Stated problem:
Gather every line in the entries below that contains the string "waffle", and copy each such line in full.

Stored dataset items:
######

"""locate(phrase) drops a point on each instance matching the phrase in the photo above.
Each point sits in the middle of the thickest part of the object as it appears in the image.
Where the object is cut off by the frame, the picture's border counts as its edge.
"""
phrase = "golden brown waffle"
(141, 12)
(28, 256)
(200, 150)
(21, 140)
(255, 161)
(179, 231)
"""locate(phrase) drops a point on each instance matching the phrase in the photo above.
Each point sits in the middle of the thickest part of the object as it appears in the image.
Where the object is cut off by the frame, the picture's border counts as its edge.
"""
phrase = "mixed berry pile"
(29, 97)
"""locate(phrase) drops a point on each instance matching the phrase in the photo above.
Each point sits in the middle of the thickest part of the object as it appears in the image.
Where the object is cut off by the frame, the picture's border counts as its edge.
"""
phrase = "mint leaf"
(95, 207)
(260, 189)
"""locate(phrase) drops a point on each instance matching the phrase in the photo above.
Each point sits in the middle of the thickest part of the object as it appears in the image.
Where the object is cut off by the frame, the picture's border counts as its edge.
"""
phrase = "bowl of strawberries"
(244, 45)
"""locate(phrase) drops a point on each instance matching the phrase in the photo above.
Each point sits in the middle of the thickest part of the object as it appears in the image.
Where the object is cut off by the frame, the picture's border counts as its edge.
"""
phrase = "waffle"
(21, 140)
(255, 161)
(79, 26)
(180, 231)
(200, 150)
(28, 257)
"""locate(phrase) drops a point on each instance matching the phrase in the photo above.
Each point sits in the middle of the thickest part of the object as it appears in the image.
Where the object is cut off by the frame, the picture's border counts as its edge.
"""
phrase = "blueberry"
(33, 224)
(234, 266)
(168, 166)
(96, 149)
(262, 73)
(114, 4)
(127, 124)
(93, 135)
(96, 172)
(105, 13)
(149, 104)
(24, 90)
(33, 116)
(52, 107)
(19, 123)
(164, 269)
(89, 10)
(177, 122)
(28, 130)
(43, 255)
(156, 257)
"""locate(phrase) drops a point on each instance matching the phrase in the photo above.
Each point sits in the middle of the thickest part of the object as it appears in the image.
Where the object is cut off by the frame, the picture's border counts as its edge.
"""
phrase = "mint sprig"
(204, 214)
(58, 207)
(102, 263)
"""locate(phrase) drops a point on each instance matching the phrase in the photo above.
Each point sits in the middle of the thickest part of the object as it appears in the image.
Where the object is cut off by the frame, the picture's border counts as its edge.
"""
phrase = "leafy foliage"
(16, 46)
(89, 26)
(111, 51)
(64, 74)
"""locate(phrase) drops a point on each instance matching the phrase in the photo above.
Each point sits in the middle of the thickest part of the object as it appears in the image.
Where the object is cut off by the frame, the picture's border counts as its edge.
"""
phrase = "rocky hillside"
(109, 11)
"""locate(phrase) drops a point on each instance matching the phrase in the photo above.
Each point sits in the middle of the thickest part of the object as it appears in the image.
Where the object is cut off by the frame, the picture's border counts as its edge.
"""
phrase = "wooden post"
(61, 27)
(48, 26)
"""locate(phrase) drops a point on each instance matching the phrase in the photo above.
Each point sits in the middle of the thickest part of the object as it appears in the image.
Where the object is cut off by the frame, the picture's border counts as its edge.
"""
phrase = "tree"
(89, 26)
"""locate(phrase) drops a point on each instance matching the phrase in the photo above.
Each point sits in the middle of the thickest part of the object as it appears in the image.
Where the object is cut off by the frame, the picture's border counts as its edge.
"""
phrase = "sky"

######

Completed exercise:
phrase = "golden brown waffle"
phrase = "waffle"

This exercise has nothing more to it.